• Travail demandé:
**A)** Répondez à ces questions sur le discours consacré au projet de loi constitutionnelle, reproduit ci-dessous :
(i) Quels amis de la France l'orateur cite-t-il comme ayant dû accepter une hyper-austérité décidée ailleurs ?
(ii) Sur quels deux points de la fiscalité invite-t-il le Parlement à se pencher ?
(iii) De quelle autorisation les opérateurs publics devraient-ils disposer pour recourir au marché ?
**B)** Poursuivez le discours sur le projet de loi constitutionnelle à partir de sa dernière phrase.

• Extrait fourni:
Vous avez parlé, monsieur Fischer, d'hyper-austérité. Mon sentiment est que ce projet de loi constitutionnelle est justement là pour éviter une telle austérité à laquelle nous pourrions un jour être amenés en cas de perte de notre indépendance nationale. Le but de ces règles est d'échapper aux déboires que connaissent nos amis grecs ou portugais, qui ont dû accepter une hyper-austérité décidée ailleurs, car il n'y avait plus personne pour financer leur endettement.
Comment parvenir à l'équilibre ? En jouant sur les dépenses et sur les recettes.
Du côté des recettes, il y a encore du travail à faire. La pression fiscale dans notre pays est globalement plus lourde que chez certains de nos voisins, mais certaines voies d'eau doivent encore être colmatées. J'invite le Parlement à se pencher sur les niches fiscales et aussi sur certains taux de TVA. Les niches sont un univers immense, et selon que l'on est de gauche ou de droite, on attaque les unes et on préserve les autres, et réciproquement. Il faut tailler des deux côtés pour que notre fiscalité réponde aux besoins de notre pays, puisqu'il s'agit de financer des dispositifs d'aide sociale et de sécurité sociale dont nous voulons qu'ils restent les meilleurs du monde. Pour cela, il faut mettre les recettes à niveau, mais aussi travailler sur les dépenses.
Quand j'ai parlé de « resserrer les mailles du filet », ce qui a chagriné M. Fischer, j'avais en tête toutes ces dépenses qui contribuent subrepticement à nos déséquilibres. Certains opérateurs publics recourent à l'emprunt en faisant croire au marché, sous prétexte qu'ils sont publics, qu'ils sont couverts par le souverain. Ils imposent à l'Etat, en dehors de toute autorisation parlementaire, de lourdes charges à terme. Ces opérateurs devraient ne pouvoir avoir recours au marché qu'avec l'autorisation fournie par un décret du ministère des finances.

• Enregistrements fournis:
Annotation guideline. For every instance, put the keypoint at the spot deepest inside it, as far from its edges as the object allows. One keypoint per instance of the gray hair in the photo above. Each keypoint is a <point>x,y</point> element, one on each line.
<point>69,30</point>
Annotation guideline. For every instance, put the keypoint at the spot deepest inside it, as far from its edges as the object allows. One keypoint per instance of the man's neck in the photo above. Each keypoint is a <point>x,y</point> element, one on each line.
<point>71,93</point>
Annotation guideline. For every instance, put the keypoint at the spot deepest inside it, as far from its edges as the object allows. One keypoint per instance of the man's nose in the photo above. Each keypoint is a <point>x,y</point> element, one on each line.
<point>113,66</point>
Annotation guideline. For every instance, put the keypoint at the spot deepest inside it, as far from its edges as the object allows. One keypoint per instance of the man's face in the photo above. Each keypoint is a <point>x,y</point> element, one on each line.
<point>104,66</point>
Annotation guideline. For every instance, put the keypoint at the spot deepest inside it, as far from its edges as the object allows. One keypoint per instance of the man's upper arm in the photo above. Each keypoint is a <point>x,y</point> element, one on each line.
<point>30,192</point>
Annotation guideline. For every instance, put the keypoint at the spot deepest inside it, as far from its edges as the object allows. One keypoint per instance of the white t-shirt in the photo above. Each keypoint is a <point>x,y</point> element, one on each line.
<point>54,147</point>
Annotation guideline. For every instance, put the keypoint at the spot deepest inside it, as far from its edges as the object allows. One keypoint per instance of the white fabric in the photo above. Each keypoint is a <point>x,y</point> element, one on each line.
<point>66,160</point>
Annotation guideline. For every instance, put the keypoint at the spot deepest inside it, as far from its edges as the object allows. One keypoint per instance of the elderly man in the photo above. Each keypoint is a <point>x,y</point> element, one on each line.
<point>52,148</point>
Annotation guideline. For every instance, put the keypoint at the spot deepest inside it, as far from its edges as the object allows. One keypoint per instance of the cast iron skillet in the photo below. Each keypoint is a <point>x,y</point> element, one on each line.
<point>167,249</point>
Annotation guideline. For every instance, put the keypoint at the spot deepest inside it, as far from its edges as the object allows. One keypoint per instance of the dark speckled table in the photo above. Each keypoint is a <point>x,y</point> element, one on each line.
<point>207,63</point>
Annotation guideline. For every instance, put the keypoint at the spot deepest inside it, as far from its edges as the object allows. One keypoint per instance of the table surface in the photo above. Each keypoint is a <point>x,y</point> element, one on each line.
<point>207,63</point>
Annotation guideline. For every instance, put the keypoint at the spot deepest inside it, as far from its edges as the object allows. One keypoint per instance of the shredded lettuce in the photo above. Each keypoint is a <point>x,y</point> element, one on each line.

• Réponses par point:
**A)**
(i) Les Grecs et les Portugais.
(ii) Les niches fiscales et certains taux de TVA.
(iii) D'une autorisation fournie par un décret du ministère des finances.

**B)**
Bien d'autres mesures pourraient être prises sans écraser les classes moyennes : vous avez cité l'excellent rapport de l'OCDE qui critique notre politique de financement du logement : nous dépensons presque deux fois plus que la moyenne des pays européens en matière d'aide au logement et nous sommes loin d'être aussi efficaces que nos voisins. Il y a donc là matière à réexaminer la question. La dépense publique doit soutenir ceux qui en ont véritablement besoin, alors que les dispositifs en place aident ceux qui pourraient se passer de cette aide, tandis que les mesures en faveur des plus pauvres se réduisent comme peau de chagrin.
J'en viens aux dépenses de santé : je comprends les frustrations qui ont été exprimées. J'observe néanmoins que l'objectif national des dépenses d'assurance maladie (Ondam) est de mieux en mieux respecté, grâce au travail et à l'action du Parlement. Peut-être même l'équilibre aurait-il été atteint si la crise ne s'était pas produite. Nous savons que les dépenses de santé vont continuer à croître pour des raisons strictement démographiques et technologiques. La discipline financière est donc nécessaire pour conserver la qualité de ce système. Cela dit, de grands progrès ont été réalisés ces dernières années, même si beaucoup reste encore à faire.
Ce qui est en cause, ce n'est pas simplement le rôle des marchés, mais surtout notre indépendance et nos enfants. Ce dispositif fait donc oeuvre de salubrité publique.
J'en viens à la remarque de M. Vasselle : le déficit du budget de l'Etat est souvent lié à des circonstances conjoncturelles qui échappent au contrôle du Parlement et même du Gouvernement. Des règles plus sévères pourraient néanmoins améliorer la maîtrise des dépenses publiques. Du côté des collectivités territoriales, le groupe de travail présidé par Gilles Carrez et Michel Thenault a fait des propositions qui vont dans le bon sens.